◆ **Aim**
How many lines in the rows below contain the string "Query"? Case counts. Reply with the number only.

• • • •

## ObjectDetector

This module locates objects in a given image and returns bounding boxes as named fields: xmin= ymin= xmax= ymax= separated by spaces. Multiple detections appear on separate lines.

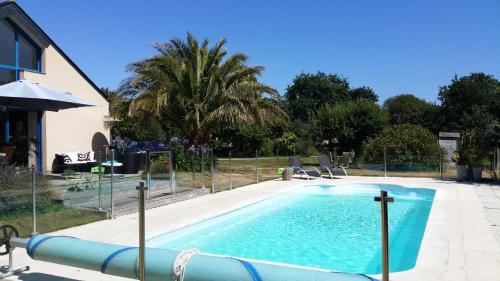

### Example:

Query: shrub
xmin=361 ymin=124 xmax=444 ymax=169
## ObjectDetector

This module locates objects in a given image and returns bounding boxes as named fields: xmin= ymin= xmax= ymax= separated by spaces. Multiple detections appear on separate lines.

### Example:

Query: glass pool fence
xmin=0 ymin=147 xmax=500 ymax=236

• • • •

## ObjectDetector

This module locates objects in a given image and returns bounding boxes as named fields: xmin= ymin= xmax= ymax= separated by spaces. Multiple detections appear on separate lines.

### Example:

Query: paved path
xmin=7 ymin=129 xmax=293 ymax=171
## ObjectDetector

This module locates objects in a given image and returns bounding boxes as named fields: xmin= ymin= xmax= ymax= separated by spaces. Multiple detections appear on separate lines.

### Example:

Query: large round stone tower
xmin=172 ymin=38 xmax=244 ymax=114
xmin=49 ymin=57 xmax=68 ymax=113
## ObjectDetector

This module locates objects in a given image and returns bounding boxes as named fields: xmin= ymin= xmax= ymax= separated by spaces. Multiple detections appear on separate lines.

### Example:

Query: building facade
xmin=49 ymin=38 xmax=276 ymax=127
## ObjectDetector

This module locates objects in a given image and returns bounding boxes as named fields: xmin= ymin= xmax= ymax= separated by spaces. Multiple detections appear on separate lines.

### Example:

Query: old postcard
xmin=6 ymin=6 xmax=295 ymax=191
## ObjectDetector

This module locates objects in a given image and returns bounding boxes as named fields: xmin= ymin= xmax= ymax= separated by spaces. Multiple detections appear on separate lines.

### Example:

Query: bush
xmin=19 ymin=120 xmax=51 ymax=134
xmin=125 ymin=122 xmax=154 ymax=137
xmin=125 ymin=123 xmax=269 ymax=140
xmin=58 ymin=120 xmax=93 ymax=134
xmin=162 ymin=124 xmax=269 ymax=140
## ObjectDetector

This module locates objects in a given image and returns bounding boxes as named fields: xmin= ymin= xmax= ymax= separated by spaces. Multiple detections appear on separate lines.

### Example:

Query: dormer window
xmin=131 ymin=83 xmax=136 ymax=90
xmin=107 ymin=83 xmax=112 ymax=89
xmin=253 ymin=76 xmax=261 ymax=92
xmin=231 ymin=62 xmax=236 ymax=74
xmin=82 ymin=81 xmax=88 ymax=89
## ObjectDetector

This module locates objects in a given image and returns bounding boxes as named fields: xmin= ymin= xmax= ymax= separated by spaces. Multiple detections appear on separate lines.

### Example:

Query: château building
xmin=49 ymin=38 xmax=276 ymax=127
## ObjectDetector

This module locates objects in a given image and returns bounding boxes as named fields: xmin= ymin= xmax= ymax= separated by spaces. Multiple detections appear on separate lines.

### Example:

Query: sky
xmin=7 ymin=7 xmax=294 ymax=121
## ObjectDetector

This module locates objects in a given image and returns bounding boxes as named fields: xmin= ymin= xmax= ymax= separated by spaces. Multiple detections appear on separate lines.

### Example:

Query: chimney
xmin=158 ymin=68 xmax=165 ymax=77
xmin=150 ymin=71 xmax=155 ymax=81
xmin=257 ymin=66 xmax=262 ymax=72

• • • •

◆ **Result**
11